**WHAT TO WORK ON**:
(a) In the 2015 top-ten film list, who directed Magic Mike XXL?
(b) Write the next part of the 2015 top-ten film list, starting right after its final sentence.

I've
been on record for quite some time thinking that the first half of
this decade will one day be considered among the finest in American
filmmaking history, up there with the New Hollywood years of the
1970s. 2015 might be the capstone. Of the 106 2015 releases I saw, at
least 40 were good. At least 20 were great. That made writing this
top 10 agonizingly difficult. That is why I did a completely separate list of 10 at the Sun Times Network, where I also work (you should
read us). But the following are the ones that most represent where my
passions were for the previous year. They are filled with myths and
expressionistic techniques, tonal blending and offbeat humor, triumph
and failure. These
films represent what the medium can do, how cinema can take you to
new places, learn new things, meet new people, love new experiences. Before we get all excited about what's coming down the road for 2016, let's take one last look back at what a transcendent year 2015 was at the movies.
[Before we get to the big ones, here are the honorable mentions that will almost certainly leave me with the dull ache of regret for leaving them off the list proper: The Duke of Burgundy, Spotlight, Kingsman: The Secret Service, Love & Mercy, The Martian, Paddington, The Wolfpack, Cop Car, Faults, Junun.]
10. Magic Mike XXL
Director:
Gregory Jacobs
Writer:
Reid Carolin
Starring:
Channing Tatum, Joe Manganiello, Kevin Nash, Matt Bomer, Adam
Rodriguez, Amber Heard, Jada Pinkett Smith
Despite
Richard Linklater's promises about his upcoming Everybody
Wants Some, Magic Mike
XXL might be the real
“spiritual sequel” to Dazed
and Confused. It is about a
group of friends hanging out, getting sick of each other's crap,
trying to enjoy the moment while reminiscing about a past they cannot
get back. It is a road movie with no other goal than to have fun, to
get away, to dare friends into doing dumb things that make the group
laugh so hard they cry – hello, convenience store strip. And it's
all shot in a way that would make the German Expressionists and Orson
Welles proud – the dollar bills falling like snowflakes throughout
the mansion sequence is some of the most evocative filmmaking of the
year. Each of the old stripping buddies has classical Hollywood
musical dancing talent and it's a joy to see them bend gravity to
their will. And it's probably the single funniest movie of the year,
with all these charismatic personalities bouncing off each other in
the way that familiarity can bring out the sharpest, harshest, most
hilarious critiques of those you care about.

**DATA ENTRIES**:

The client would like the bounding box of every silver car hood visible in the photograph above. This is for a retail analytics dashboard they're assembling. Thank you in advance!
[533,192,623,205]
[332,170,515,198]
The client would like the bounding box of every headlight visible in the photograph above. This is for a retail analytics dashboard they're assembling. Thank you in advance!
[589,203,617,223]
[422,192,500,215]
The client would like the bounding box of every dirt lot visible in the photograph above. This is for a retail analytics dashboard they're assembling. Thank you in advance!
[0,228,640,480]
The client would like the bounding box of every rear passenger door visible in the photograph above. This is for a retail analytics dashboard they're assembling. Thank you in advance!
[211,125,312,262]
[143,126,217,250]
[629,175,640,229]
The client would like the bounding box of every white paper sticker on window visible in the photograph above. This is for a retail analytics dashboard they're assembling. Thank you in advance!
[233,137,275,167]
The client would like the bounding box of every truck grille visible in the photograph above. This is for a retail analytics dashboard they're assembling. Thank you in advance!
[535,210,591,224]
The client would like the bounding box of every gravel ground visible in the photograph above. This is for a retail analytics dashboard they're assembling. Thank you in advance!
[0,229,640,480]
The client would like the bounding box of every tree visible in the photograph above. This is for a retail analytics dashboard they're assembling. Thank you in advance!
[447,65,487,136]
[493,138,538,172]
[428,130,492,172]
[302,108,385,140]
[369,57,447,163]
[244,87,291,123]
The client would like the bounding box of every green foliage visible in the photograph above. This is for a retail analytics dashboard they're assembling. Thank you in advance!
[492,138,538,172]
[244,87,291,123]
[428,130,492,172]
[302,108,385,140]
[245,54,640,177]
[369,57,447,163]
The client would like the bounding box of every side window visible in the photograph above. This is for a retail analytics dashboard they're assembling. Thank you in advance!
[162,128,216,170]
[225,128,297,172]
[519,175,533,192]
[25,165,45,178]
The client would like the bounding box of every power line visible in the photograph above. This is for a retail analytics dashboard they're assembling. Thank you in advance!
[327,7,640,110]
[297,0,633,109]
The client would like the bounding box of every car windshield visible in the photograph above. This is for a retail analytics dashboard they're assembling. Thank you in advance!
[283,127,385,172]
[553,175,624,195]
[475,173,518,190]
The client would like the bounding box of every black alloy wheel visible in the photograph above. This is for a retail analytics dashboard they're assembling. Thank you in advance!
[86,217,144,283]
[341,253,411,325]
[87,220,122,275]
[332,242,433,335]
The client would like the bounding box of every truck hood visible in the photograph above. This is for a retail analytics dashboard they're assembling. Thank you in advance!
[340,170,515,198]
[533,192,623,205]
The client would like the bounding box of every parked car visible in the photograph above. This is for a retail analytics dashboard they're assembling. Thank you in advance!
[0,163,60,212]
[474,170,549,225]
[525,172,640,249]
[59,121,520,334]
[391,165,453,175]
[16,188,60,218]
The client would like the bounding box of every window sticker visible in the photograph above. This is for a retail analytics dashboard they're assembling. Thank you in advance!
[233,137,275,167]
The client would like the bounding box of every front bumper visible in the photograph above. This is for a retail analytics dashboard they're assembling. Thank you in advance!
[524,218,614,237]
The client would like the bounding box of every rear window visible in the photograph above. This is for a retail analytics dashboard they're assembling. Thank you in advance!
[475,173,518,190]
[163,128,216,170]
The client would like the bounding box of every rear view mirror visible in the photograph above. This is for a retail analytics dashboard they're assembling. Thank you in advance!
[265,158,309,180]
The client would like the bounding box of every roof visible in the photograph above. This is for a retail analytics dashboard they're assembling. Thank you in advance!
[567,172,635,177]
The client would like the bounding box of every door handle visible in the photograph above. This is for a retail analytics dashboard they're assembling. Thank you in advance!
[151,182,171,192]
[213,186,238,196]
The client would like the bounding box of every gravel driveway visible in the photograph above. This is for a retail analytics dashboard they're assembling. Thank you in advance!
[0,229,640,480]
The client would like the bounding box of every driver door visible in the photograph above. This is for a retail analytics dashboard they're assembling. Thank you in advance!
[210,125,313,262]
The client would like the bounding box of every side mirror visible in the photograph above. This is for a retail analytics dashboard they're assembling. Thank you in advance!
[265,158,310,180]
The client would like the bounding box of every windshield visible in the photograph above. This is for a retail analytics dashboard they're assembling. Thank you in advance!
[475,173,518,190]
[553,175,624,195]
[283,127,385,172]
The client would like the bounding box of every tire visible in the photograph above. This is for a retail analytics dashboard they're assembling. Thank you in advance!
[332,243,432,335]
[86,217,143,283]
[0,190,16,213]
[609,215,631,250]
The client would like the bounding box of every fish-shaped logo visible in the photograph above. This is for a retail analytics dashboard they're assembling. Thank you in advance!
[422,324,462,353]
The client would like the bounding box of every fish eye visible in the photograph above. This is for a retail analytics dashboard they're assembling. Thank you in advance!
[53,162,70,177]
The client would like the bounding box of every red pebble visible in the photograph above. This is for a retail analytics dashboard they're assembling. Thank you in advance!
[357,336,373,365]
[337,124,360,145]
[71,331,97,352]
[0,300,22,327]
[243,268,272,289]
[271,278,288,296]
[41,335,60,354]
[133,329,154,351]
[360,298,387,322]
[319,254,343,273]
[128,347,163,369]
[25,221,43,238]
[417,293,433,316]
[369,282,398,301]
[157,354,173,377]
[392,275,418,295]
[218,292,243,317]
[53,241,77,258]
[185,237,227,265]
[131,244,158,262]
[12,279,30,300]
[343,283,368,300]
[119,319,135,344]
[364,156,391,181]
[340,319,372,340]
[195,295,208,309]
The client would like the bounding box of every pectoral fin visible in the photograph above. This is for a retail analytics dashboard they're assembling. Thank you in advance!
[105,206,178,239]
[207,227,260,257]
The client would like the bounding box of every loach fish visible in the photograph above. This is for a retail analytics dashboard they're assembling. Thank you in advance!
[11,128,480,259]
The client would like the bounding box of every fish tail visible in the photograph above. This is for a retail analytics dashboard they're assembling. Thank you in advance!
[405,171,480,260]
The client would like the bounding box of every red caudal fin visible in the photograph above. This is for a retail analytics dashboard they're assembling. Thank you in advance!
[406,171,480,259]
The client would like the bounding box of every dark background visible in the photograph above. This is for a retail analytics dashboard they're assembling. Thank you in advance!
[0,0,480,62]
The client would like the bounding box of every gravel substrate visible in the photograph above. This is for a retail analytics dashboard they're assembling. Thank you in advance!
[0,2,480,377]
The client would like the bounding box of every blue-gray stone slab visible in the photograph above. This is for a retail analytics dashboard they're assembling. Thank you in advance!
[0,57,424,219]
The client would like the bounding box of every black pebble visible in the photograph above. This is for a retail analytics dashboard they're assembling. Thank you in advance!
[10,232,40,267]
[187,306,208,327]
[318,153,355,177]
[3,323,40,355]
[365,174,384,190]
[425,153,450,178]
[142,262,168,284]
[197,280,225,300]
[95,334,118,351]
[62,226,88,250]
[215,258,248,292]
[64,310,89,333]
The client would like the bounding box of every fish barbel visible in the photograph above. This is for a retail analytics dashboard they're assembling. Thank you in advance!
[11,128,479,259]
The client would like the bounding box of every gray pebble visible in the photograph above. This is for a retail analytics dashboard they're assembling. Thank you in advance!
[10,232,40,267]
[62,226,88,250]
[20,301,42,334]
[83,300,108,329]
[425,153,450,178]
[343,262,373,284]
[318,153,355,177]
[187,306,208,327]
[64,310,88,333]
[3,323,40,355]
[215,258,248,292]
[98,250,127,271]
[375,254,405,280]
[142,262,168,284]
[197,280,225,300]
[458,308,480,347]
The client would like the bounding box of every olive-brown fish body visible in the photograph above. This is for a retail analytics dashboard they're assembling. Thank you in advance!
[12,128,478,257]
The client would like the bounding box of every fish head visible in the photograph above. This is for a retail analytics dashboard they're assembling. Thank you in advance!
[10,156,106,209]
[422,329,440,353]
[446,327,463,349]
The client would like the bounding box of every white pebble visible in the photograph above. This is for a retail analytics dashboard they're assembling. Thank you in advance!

**SET OF ANSWERS**:
(a) Gregory Jacobs

(b)
9. Sicario
Director:
Denis Villeneuve
Writer:
Taylor Sheridan
Starring:
Emily Blunt, Benicio Del Toro, Josh Brolin
People
like to feel in control of their situation, their surroundings, and
certainly the people they interact with. Power is a neat feeling, and
when you have it, you are in a place of comfort. It is largely an
illusion. Sicario is
about the way the powerful bend over backwards to keep their place,
by lying, or omission, or outright violent force. The drug war at the
Arizona-Mexico border serves as the perfect backdrop to this nearly
cosmic conflict. Emily Blunt (the rule of law and “doing the right
thing”), Benicio Del Toro (concluding personal vendettas via
alliances with the powerful), and Josh Brolin (control through
division and chaos) each represent differing points of view among
those who ostensibly have the upper hand. But, of course, that power
is fleeting and/or nonexistent in the face of cartels who seem to
have more overt, tangible control over their areas. Director Denis
Villeneuve and cinematographer Roger Deakins shoot the landscape in a
way that makes rock formations look like Rorschach tests, and the use
of sunlight (or lack thereof) in the images dovetails with the themes
and characters. It is beautiful, heart-pounding, and visceral.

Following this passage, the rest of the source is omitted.